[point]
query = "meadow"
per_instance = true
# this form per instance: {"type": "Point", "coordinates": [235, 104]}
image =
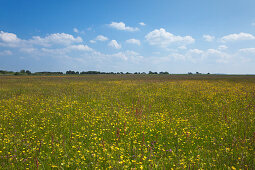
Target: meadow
{"type": "Point", "coordinates": [127, 122]}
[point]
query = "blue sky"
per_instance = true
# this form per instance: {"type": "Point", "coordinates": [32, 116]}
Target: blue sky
{"type": "Point", "coordinates": [133, 35]}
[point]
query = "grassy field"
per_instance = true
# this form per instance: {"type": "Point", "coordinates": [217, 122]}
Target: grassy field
{"type": "Point", "coordinates": [127, 121]}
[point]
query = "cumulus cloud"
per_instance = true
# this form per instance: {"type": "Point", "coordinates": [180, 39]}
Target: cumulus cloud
{"type": "Point", "coordinates": [92, 41]}
{"type": "Point", "coordinates": [75, 30]}
{"type": "Point", "coordinates": [80, 47]}
{"type": "Point", "coordinates": [128, 55]}
{"type": "Point", "coordinates": [101, 38]}
{"type": "Point", "coordinates": [122, 26]}
{"type": "Point", "coordinates": [237, 37]}
{"type": "Point", "coordinates": [114, 44]}
{"type": "Point", "coordinates": [134, 41]}
{"type": "Point", "coordinates": [142, 24]}
{"type": "Point", "coordinates": [57, 38]}
{"type": "Point", "coordinates": [183, 47]}
{"type": "Point", "coordinates": [5, 53]}
{"type": "Point", "coordinates": [8, 37]}
{"type": "Point", "coordinates": [208, 38]}
{"type": "Point", "coordinates": [222, 47]}
{"type": "Point", "coordinates": [160, 37]}
{"type": "Point", "coordinates": [248, 50]}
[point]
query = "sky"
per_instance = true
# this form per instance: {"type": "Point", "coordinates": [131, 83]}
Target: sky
{"type": "Point", "coordinates": [128, 35]}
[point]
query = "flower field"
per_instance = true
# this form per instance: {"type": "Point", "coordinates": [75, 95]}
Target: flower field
{"type": "Point", "coordinates": [127, 122]}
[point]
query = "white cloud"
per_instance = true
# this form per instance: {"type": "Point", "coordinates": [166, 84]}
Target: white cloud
{"type": "Point", "coordinates": [92, 41]}
{"type": "Point", "coordinates": [80, 47]}
{"type": "Point", "coordinates": [142, 24]}
{"type": "Point", "coordinates": [57, 38]}
{"type": "Point", "coordinates": [128, 55]}
{"type": "Point", "coordinates": [248, 50]}
{"type": "Point", "coordinates": [134, 41]}
{"type": "Point", "coordinates": [122, 26]}
{"type": "Point", "coordinates": [5, 53]}
{"type": "Point", "coordinates": [183, 47]}
{"type": "Point", "coordinates": [208, 38]}
{"type": "Point", "coordinates": [222, 47]}
{"type": "Point", "coordinates": [114, 44]}
{"type": "Point", "coordinates": [160, 37]}
{"type": "Point", "coordinates": [101, 38]}
{"type": "Point", "coordinates": [195, 51]}
{"type": "Point", "coordinates": [75, 30]}
{"type": "Point", "coordinates": [8, 37]}
{"type": "Point", "coordinates": [237, 37]}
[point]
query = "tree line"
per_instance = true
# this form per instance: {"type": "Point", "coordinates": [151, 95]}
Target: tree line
{"type": "Point", "coordinates": [71, 72]}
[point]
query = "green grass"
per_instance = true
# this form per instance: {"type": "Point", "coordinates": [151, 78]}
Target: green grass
{"type": "Point", "coordinates": [127, 121]}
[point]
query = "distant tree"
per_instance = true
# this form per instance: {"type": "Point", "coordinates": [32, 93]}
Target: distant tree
{"type": "Point", "coordinates": [70, 72]}
{"type": "Point", "coordinates": [22, 71]}
{"type": "Point", "coordinates": [28, 72]}
{"type": "Point", "coordinates": [163, 72]}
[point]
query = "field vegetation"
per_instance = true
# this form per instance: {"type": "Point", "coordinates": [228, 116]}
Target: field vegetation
{"type": "Point", "coordinates": [127, 121]}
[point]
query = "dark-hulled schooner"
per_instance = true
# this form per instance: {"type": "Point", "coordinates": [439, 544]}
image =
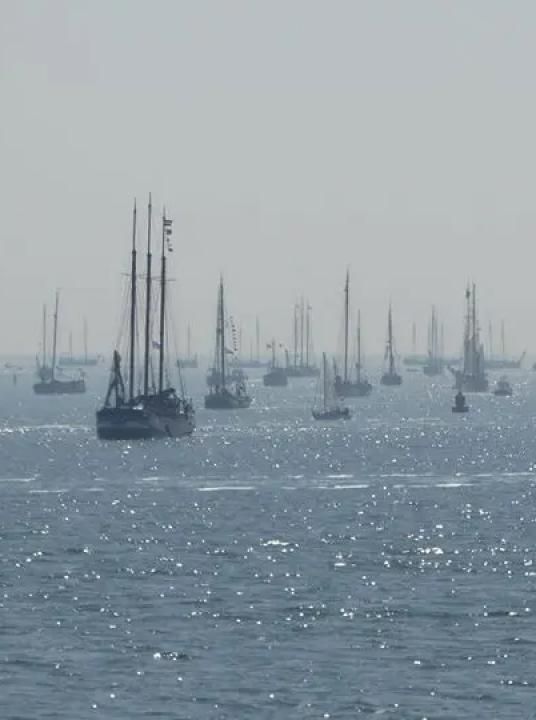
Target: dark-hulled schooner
{"type": "Point", "coordinates": [472, 376]}
{"type": "Point", "coordinates": [155, 411]}
{"type": "Point", "coordinates": [224, 393]}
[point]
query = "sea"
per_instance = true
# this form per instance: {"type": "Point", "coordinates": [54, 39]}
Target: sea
{"type": "Point", "coordinates": [270, 567]}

# What is required:
Tally the lines of the material that contain the string "white" and give only that count.

# Answer:
2